▶ [What to produce]: Word for word, reproduce the records that follow.

*** Dataset records Section Begins ***

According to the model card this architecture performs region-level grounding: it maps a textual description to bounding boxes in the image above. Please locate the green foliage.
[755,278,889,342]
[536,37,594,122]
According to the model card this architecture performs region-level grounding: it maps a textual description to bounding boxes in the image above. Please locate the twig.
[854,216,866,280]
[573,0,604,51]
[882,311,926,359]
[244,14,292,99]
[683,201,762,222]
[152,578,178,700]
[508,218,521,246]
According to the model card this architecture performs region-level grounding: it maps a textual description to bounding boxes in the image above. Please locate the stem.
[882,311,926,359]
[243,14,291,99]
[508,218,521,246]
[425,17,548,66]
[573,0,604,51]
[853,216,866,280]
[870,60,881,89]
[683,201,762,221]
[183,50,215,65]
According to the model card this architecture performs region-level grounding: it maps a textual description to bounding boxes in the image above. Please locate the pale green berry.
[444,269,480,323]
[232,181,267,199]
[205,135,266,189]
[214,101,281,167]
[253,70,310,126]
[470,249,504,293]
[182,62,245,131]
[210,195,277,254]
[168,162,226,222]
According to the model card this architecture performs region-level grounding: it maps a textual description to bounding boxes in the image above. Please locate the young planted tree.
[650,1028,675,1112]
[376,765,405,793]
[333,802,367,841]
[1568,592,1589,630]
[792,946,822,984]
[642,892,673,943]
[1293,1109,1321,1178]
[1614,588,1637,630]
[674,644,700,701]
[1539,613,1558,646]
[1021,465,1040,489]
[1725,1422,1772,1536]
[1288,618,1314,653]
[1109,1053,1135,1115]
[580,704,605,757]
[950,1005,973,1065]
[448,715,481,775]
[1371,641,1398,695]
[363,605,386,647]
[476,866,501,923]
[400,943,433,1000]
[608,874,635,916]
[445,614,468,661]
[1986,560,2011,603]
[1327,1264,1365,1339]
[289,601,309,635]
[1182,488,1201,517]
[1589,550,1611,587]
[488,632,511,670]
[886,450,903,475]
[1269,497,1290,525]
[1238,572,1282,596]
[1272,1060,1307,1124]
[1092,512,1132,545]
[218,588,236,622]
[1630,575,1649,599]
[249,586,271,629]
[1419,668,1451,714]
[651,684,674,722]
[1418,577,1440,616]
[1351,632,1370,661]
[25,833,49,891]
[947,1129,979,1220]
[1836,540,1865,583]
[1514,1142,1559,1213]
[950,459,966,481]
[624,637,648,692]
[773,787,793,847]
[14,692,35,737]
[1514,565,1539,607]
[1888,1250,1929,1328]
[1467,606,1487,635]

*** Dataset records Section Ends ***

▶ [Finished exercise]:
According to the model card this architecture performs region-level grounding: it maps a textual description to bounding boxes in the image above. Please locate the green foliage.
[755,278,889,342]
[536,37,594,122]
According to the model card this architecture performs region-level grounding: it maps a textual description to bounding boxes in the image above. Please locate the twig.
[854,216,866,280]
[573,0,604,51]
[882,311,926,359]
[244,14,292,99]
[683,201,762,222]
[152,578,178,700]
[508,218,521,246]
According to the model card this architecture performs region-level grounding: it maps a textual description to bounding boxes in the image above. Please locate the stem.
[882,311,926,359]
[243,14,291,99]
[508,218,521,246]
[425,17,548,66]
[573,0,604,51]
[853,216,866,280]
[870,60,881,89]
[683,201,762,221]
[183,50,215,65]
According to the model card this architecture performs region-level grounding: it maps a textual description to bounding boxes in the image above. Please locate the pale green berry.
[444,269,480,323]
[232,181,267,199]
[205,135,266,189]
[214,101,281,167]
[253,70,310,126]
[470,249,504,293]
[182,62,245,131]
[210,195,277,254]
[168,162,226,222]
According to the model card this architecture performs region-level grounding: it maps a textual description to bounding boxes in the image above. Please locate the young planted tree.
[650,1028,675,1112]
[376,765,405,793]
[333,802,367,841]
[1568,592,1589,630]
[792,946,822,984]
[642,892,673,943]
[1293,1109,1321,1178]
[1614,588,1637,630]
[674,644,700,701]
[1539,613,1558,646]
[1021,465,1040,489]
[1725,1422,1772,1536]
[1288,618,1314,653]
[1109,1053,1135,1115]
[580,704,605,757]
[950,1005,973,1065]
[448,715,481,775]
[1371,641,1398,695]
[363,605,386,647]
[476,866,501,923]
[400,943,433,1000]
[608,874,635,916]
[445,614,468,661]
[1986,560,2011,603]
[1327,1264,1365,1339]
[289,601,309,635]
[1182,488,1201,517]
[1589,550,1611,587]
[488,632,511,670]
[886,450,903,475]
[1269,497,1290,525]
[1238,572,1282,596]
[1272,1060,1307,1124]
[1092,512,1132,545]
[218,588,236,622]
[1630,575,1649,599]
[249,586,271,629]
[1419,668,1451,714]
[651,684,674,722]
[1418,577,1440,616]
[1351,632,1370,661]
[25,833,49,891]
[947,1129,979,1220]
[1836,540,1865,583]
[1514,1142,1559,1213]
[950,459,966,481]
[624,637,648,692]
[773,787,793,847]
[14,692,35,737]
[1514,565,1539,607]
[1888,1250,1929,1328]
[1467,606,1487,635]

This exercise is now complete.